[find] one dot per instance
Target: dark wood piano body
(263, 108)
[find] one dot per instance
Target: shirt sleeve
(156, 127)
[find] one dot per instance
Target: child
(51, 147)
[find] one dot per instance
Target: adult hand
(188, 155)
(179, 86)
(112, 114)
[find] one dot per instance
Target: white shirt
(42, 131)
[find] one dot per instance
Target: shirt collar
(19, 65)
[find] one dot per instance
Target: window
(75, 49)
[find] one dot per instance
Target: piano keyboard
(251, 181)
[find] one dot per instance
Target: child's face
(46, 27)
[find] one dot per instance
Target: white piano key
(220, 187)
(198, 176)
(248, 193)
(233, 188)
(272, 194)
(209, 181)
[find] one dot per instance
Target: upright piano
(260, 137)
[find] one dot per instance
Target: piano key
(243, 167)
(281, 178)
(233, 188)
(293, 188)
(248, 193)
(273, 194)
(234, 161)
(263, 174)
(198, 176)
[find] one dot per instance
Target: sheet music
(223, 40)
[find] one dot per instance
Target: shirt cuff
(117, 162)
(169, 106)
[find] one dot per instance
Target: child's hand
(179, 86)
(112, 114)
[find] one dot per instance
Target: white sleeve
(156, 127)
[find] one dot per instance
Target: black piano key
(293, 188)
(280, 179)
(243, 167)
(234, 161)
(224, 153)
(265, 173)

========================

■ Direction
Would you reproduce the material above in full, exactly as given?

■ Exercise response
[find] one dot per instance
Target: dark wood piano body
(263, 108)
[find] one dot per instance
Target: shirt sleeve
(156, 127)
[find] one dot per instance
Target: child
(51, 147)
[find] one dot per instance
Target: adult hand
(188, 155)
(179, 86)
(112, 114)
[find] one dot per instance
Target: white shirt
(42, 131)
[find] one dot per instance
Target: shirt collar
(19, 65)
[find] one dot per instance
Target: window
(75, 49)
[find] one dot per instance
Target: piano keyboard
(251, 181)
[find] one dot per instance
Target: child's face
(46, 27)
[find] one dot per instance
Target: white piano key
(220, 187)
(198, 176)
(248, 193)
(233, 188)
(272, 194)
(209, 181)
[find] one dot per instance
Target: upright piano
(260, 137)
[find] one dot per instance
Target: piano key
(243, 167)
(281, 178)
(233, 188)
(293, 188)
(248, 193)
(273, 194)
(234, 161)
(263, 174)
(198, 176)
[find] one dot per instance
Target: sheet music
(223, 40)
[find] one dot per instance
Target: shirt cuff
(117, 162)
(169, 106)
[find] one dot per instance
Target: child's hand
(179, 86)
(112, 114)
[find] one dot per instance
Target: white sleeve
(156, 127)
[find] one dot per instance
Target: black piano key
(293, 188)
(280, 179)
(243, 167)
(234, 161)
(224, 153)
(265, 173)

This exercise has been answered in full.